# Anyone hear heard of Ultimate Vapes?



## Deano1987 (15/9/15)

Anyone hear heard of Ultimate Vapes? they are in cape town
If you have bought of their Concentrates ,pg,vg etc how the quality?


----------



## Mike (15/9/15)

Yea - only that they're pretty expensive. I'd recommend Skyblue over them. R32 for 250ml pg, R55 for 15ml of reputable concentrate and if you spend over R500, free shipping.

Reactions: Agree 1


----------



## Deano1987 (15/9/15)

Thats good to hear..Have you tried Ultimate Vapes Mike?


----------



## Mike (15/9/15)

Nope. I won't touch concentrates that I don't know exactly where they come from. VG and PG are to USP or BP grade so there's very little difference between any vendors there.


----------



## baardbek (15/9/15)

Yep I have. They gave exellant service.I found their 60mg nocotine very pure and ecpnomical for DIY.


----------



## Eequinox (15/9/15)

baardbek said:


> Yep I have. They gave exellant service.I found their 60mg nocotine very pure and ecpnomical for DIY.


i give them 1/10 for service as i emailed them a week ago and asked what brand the concentates were in terms of tfs, fa or capella still no reply so no sale

Reactions: Informative 1


----------

### Problem to work on
Copy the Ultimate Vapes thread from "Yea - only that" to "R500, free shipping.", putting "pricey" in place of "expensive".

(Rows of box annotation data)
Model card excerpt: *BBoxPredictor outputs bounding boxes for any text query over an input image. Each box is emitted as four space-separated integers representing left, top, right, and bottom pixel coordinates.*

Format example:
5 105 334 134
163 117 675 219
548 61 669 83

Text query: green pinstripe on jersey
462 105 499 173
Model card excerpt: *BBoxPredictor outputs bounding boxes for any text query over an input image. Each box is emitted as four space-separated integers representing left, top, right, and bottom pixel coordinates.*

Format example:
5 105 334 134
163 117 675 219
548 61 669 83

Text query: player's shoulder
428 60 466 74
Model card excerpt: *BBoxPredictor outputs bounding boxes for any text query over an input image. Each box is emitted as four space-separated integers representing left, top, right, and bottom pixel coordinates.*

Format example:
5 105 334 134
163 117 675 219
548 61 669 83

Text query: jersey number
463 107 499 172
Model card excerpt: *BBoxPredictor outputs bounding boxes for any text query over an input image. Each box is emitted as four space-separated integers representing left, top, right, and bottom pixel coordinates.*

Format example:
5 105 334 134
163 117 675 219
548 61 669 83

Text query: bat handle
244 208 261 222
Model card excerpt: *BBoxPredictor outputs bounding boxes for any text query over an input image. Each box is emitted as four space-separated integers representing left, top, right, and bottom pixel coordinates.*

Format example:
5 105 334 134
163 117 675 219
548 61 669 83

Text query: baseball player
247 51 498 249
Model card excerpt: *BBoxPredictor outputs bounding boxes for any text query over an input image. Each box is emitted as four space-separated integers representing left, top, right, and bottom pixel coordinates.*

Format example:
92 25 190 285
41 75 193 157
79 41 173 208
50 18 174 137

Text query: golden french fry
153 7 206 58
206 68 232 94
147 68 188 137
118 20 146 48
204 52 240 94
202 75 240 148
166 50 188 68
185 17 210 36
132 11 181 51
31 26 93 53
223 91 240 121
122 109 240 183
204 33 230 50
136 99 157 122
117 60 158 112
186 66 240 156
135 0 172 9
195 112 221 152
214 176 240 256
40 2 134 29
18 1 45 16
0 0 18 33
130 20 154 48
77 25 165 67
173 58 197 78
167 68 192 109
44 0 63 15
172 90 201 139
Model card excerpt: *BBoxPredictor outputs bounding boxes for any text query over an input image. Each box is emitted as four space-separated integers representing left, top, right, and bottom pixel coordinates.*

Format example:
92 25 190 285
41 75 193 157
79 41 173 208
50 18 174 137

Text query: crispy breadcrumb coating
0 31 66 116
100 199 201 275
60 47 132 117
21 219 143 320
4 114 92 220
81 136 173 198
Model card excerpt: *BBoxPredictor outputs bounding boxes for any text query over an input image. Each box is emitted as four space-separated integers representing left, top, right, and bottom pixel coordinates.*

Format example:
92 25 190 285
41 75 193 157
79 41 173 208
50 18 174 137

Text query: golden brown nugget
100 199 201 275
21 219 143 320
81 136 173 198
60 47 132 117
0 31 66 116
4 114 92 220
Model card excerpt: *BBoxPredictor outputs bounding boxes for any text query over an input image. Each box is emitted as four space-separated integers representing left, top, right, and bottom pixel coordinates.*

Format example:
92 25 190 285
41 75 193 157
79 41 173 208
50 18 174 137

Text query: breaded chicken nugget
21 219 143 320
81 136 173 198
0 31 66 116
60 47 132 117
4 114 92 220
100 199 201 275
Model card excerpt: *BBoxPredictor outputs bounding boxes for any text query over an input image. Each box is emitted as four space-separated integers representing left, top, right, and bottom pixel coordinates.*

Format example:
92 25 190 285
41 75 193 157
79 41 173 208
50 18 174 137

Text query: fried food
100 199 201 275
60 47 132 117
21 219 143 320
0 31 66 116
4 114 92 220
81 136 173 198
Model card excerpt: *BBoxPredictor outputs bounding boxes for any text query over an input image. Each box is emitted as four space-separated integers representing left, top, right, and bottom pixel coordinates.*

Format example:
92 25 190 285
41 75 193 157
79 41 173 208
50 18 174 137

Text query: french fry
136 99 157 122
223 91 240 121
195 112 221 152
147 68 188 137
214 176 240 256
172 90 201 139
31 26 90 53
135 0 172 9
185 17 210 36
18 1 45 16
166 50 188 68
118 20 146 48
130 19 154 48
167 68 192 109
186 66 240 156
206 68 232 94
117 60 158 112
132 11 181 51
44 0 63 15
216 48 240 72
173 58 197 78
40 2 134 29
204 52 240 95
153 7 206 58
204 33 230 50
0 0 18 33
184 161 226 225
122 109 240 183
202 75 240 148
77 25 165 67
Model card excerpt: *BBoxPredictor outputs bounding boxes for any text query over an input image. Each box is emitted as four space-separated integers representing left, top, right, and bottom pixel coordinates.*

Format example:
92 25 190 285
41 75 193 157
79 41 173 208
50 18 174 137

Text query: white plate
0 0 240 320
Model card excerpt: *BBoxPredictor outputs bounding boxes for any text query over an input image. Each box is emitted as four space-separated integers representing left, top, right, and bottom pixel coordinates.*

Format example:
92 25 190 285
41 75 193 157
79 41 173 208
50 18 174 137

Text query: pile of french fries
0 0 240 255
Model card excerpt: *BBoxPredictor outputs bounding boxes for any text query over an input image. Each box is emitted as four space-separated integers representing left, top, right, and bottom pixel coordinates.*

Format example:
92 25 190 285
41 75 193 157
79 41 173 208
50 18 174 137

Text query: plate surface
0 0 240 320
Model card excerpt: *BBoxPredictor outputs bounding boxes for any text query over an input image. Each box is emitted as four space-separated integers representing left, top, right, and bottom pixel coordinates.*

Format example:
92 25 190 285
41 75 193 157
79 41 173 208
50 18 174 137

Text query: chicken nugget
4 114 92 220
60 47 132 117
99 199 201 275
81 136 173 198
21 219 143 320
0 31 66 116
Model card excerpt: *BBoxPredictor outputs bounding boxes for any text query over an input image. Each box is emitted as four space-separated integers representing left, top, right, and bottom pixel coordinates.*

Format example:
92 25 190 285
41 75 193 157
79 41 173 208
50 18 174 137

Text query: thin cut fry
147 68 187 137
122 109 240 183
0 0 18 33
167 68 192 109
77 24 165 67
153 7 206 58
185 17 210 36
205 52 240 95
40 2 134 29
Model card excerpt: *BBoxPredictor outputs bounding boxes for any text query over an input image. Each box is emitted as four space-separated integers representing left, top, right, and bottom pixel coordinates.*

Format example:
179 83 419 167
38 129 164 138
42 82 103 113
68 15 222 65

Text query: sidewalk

### Exercise answer
Yea - only that they're pretty pricey. I'd recommend Skyblue over them. R32 for 250ml pg, R55 for 15ml of reputable concentrate and if you spend over R500, free shipping.